Task goal:
Extract every row below and copy each one out verbatim, without altering a single character.

Exercise data:
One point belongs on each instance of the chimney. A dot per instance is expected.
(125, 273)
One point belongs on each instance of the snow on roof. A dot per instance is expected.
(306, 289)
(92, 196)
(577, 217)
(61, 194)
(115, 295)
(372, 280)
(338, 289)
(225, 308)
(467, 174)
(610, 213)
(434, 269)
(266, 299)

Written solution:
One point belongs on each instance of the chimney. A dot per instance is expected.
(125, 273)
One point belongs on each instance of the snow on roof. A dot per instance is expected.
(306, 289)
(92, 196)
(577, 217)
(61, 194)
(115, 295)
(372, 280)
(338, 289)
(225, 308)
(467, 174)
(610, 213)
(434, 269)
(266, 299)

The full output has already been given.